## What the task asks:
Your task is to retype each line of the data below exactly.

## Records:
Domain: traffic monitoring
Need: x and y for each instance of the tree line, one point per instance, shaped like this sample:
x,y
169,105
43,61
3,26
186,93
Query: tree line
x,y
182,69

## Answer to this task:
Domain: traffic monitoring
Need: x and y for each instance of the tree line, one point per instance, shaped like this sample:
x,y
169,105
43,61
3,26
186,93
Query: tree line
x,y
182,69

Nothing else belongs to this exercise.